## Text block
# # # #

1.1 Images of a complex world

Is the world of today very different from that which our grandparents or our great-great-grandparents knew? Are we really living in a radically different world from that in which our ancestors lived? How has this world changed and what are the consequences of these changes for international relations, the economy, cultures or the environment? Or for the way business is done? The following pages seek to explain the different ramifications of the word globalization, so widely used yet at the same time so blurred and controversial. To do this we will need to explore its dimensions, its problems and its interpretations. Let’s start to answer these and other questions by taking a look around us and exploring some examples of these changes that we have come to attribute to globalization.

# # # #

[Records from a data collection]
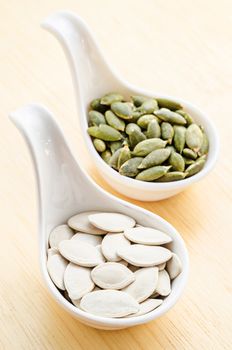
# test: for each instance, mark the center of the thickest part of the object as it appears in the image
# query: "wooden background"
(182, 48)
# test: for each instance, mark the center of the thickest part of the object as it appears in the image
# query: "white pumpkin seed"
(56, 266)
(111, 243)
(147, 235)
(112, 275)
(77, 281)
(87, 238)
(52, 251)
(147, 306)
(174, 266)
(109, 303)
(80, 222)
(145, 283)
(144, 255)
(60, 233)
(99, 248)
(80, 253)
(164, 284)
(111, 222)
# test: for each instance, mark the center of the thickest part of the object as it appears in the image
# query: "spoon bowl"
(64, 189)
(93, 77)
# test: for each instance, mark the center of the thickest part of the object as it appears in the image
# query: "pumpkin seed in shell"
(77, 281)
(109, 303)
(111, 243)
(59, 234)
(147, 236)
(174, 266)
(111, 275)
(145, 283)
(152, 173)
(111, 222)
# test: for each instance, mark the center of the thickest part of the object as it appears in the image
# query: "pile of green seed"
(149, 139)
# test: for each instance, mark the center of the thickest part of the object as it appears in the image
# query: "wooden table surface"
(182, 48)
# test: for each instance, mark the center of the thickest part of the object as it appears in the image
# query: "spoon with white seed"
(64, 190)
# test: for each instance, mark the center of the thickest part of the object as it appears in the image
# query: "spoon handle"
(92, 75)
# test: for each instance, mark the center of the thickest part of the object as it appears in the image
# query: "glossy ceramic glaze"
(64, 189)
(93, 77)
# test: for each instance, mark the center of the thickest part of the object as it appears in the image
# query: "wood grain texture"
(182, 48)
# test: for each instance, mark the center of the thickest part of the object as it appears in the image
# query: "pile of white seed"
(109, 266)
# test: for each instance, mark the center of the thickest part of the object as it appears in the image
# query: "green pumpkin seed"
(167, 132)
(186, 116)
(130, 167)
(148, 106)
(172, 176)
(166, 103)
(177, 161)
(110, 98)
(124, 155)
(204, 146)
(169, 116)
(114, 121)
(136, 115)
(113, 162)
(106, 155)
(153, 129)
(122, 109)
(114, 145)
(179, 138)
(188, 161)
(189, 153)
(194, 137)
(153, 173)
(97, 106)
(96, 118)
(156, 157)
(143, 148)
(138, 100)
(104, 132)
(135, 137)
(99, 145)
(130, 127)
(145, 120)
(195, 167)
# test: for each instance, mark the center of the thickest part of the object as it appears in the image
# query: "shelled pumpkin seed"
(111, 267)
(127, 133)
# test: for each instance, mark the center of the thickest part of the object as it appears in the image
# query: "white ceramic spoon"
(93, 77)
(64, 189)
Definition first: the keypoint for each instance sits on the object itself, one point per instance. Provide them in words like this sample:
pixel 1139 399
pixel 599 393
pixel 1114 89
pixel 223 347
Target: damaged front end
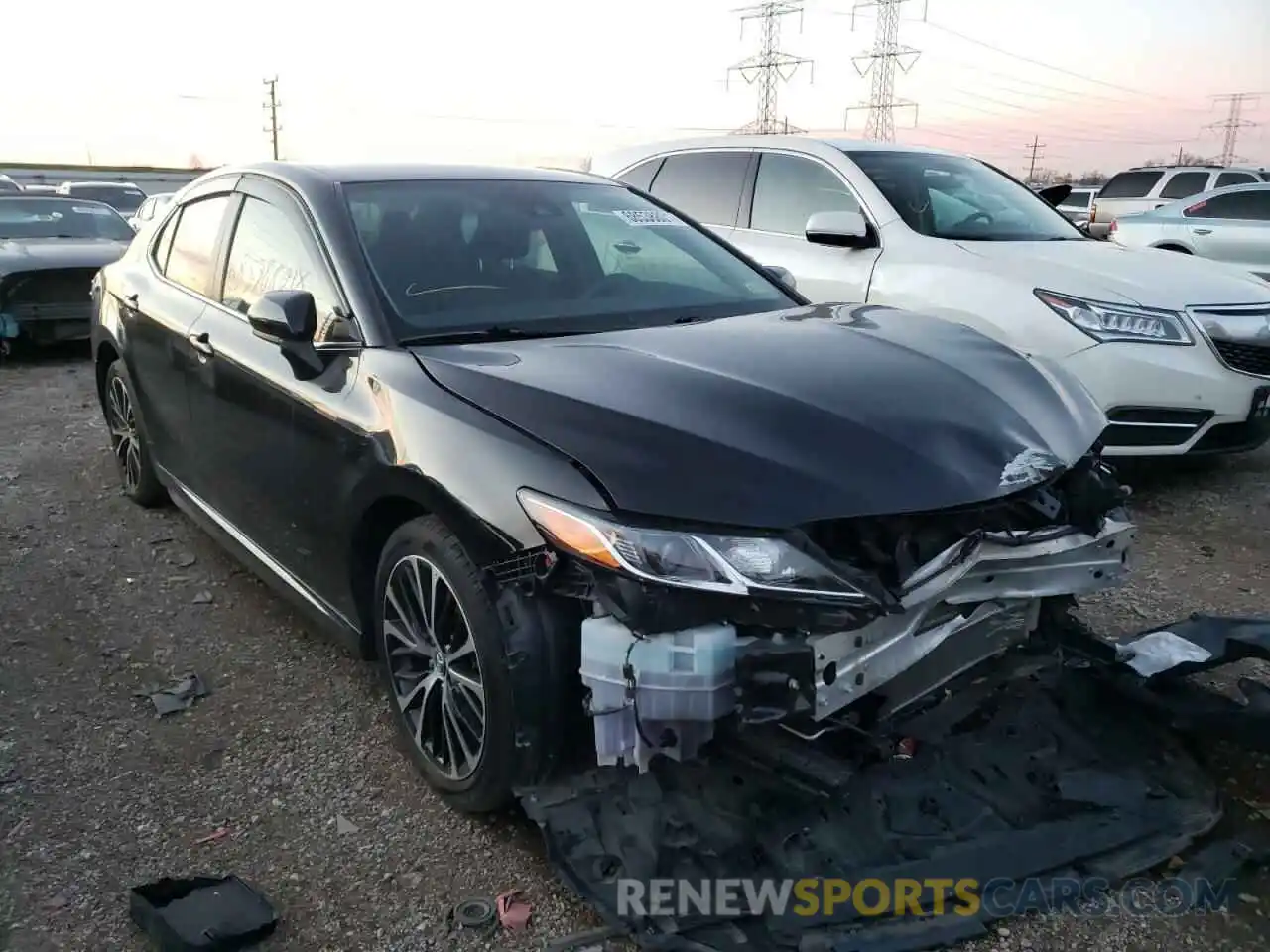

# # # #

## Problems
1. Repeat the stretch of the passage on globalization from "1.1 Images of" through "attribute to globalization." word for word.
2. According to the passage on globalization, how is the word globalization described?
3. Resume the passage on globalization, picking up right after its final sentence.

## Outputs in order
1.
1.1 Images of a complex world

Is the world of today very different from that which our grandparents or our great-great-grandparents knew? Are we really living in a radically different world from that in which our ancestors lived? How has this world changed and what are the consequences of these changes for international relations, the economy, cultures or the environment? Or for the way business is done? The following pages seek to explain the different ramifications of the word globalization, so widely used yet at the same time so blurred and controversial. To do this we will need to explore its dimensions, its problems and its interpretations. Let’s start to answer these and other questions by taking a look around us and exploring some examples of these changes that we have come to attribute to globalization.

2. It is described as so widely used yet at the same time so blurred and controversial.

3.
Let’s first go back to October 1998. A Spanish judge, Baltasar Garzón, issued a court order against former president of Chile and former commander-in-chief of the Chilean armed forces, General Augusto Pinochet, who at the time was on a private visit to the UK. The purpose of the order was to investigate crimes against humanity committed in the period during which he was head of government, after the 1973 coup. The arrest warrant gave rise to a long legal and diplomatic dispute that led to the former dictator being placed under house arrest in London and subsequently extradited months later to Chile, where no trial was held. For a large part of Chilean society, controversy was assured: the warrant and extradition order were perceived not only as an aggression to Chilean national sovereignty but also as an overreaching of the judge’s area of jurisdiction, which should have been restricted to Spanish borders.1 To what extent was the indictment correct? And to what extent was the order a new phenomenon?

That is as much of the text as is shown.